[BEGIN RECORDS FOR PROCESSING]

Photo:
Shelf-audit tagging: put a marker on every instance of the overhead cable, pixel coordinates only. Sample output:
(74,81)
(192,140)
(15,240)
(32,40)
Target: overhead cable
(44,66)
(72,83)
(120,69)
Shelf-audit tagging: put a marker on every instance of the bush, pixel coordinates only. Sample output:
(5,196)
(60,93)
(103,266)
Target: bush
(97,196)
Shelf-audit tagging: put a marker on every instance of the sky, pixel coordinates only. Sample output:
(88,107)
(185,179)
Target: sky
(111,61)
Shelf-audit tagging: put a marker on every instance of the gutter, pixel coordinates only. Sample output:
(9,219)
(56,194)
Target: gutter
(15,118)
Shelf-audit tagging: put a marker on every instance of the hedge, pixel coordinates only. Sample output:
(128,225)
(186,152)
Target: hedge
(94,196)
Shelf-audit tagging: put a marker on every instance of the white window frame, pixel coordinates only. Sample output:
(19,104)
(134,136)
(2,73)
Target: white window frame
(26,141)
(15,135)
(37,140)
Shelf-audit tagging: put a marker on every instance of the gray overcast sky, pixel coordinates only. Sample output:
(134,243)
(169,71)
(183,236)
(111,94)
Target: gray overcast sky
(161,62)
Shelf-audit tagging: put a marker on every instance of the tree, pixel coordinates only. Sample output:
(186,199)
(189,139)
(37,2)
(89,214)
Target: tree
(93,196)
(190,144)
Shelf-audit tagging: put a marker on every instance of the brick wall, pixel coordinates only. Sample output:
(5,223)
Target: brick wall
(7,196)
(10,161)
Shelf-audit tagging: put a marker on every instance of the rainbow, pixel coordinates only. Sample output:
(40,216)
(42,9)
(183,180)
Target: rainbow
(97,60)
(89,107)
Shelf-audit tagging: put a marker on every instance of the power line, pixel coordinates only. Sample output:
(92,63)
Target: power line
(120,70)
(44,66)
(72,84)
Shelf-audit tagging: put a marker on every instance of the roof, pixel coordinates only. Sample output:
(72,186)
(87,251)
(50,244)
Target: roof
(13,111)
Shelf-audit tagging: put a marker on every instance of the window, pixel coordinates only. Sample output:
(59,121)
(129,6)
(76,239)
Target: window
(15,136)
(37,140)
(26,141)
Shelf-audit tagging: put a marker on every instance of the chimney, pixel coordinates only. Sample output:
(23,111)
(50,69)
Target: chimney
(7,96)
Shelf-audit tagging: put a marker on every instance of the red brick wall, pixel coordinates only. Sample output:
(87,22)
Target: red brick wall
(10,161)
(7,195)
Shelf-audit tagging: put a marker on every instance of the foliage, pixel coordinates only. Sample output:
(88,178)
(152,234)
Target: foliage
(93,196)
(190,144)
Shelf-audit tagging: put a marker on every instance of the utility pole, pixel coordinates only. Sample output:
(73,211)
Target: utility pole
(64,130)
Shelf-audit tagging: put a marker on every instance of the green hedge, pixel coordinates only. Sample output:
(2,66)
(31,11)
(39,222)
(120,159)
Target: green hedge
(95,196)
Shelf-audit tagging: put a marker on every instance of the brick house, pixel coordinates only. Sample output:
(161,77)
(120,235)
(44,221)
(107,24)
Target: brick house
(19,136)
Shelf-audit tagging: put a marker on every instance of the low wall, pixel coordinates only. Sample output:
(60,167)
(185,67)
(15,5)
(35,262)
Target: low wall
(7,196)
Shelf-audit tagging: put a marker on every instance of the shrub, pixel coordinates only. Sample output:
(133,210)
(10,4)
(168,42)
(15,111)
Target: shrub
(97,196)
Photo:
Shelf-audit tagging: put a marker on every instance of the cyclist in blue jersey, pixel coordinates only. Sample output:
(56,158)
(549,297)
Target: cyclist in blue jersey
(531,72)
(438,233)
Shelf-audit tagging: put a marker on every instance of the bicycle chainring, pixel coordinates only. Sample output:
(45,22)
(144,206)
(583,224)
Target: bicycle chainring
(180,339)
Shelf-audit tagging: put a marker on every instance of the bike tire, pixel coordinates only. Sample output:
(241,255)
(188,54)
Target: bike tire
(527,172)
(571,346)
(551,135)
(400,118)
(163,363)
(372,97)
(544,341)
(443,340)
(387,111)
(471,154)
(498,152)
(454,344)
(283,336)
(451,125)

[END RECORDS FOR PROCESSING]

Reproduce every line of the items above from the one containing "Shelf-audit tagging: put a marker on every instance of the bike" through the end of the items, request lines included, and output only that stretch. Multiply each answer coordinate by 2.3 and round to whole numbers with halves going up, leaving the requests and their sample coordinates unchanged.

Shelf-audit tagging: put a marker on every instance of the bike tire, pixel coordinates only. Sample output:
(241,255)
(188,54)
Target: bike tire
(1212,396)
(1313,796)
(1267,311)
(920,271)
(375,835)
(856,223)
(1251,784)
(1019,782)
(890,255)
(1083,354)
(1145,350)
(1044,791)
(651,773)
(1037,288)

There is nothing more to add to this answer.